[Collection entries]
———
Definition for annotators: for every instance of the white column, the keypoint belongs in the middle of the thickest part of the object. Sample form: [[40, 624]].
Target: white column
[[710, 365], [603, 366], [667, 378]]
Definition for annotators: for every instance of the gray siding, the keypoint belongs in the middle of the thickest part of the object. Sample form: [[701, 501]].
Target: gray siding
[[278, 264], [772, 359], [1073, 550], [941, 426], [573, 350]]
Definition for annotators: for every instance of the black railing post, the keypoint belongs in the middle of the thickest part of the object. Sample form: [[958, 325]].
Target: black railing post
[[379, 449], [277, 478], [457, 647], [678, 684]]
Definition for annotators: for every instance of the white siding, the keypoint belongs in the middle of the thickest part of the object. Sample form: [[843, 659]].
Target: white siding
———
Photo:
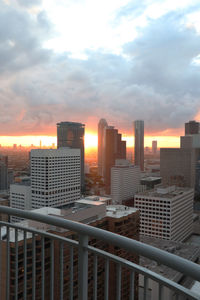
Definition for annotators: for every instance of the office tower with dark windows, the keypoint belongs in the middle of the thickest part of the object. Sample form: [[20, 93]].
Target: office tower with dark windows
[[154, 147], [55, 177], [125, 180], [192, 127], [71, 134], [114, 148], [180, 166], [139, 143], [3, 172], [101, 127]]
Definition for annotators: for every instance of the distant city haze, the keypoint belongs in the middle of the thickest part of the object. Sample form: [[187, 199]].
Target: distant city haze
———
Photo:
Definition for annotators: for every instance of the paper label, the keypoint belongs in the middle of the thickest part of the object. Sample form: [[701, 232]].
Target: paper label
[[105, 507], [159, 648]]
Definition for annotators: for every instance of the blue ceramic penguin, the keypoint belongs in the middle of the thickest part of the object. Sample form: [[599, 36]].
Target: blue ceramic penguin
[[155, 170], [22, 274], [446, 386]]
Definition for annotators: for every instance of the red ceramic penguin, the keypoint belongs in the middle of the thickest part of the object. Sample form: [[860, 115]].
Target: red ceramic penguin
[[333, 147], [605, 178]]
———
WORK REQUEST: Copy each line above that has the word "city".

ANSWER SECTION:
Definition for annotators: for every instance of the distant city haze, the keypoint belongs in the middle of the thickest part of the object. Sample form: [[187, 199]].
Target: distant city haze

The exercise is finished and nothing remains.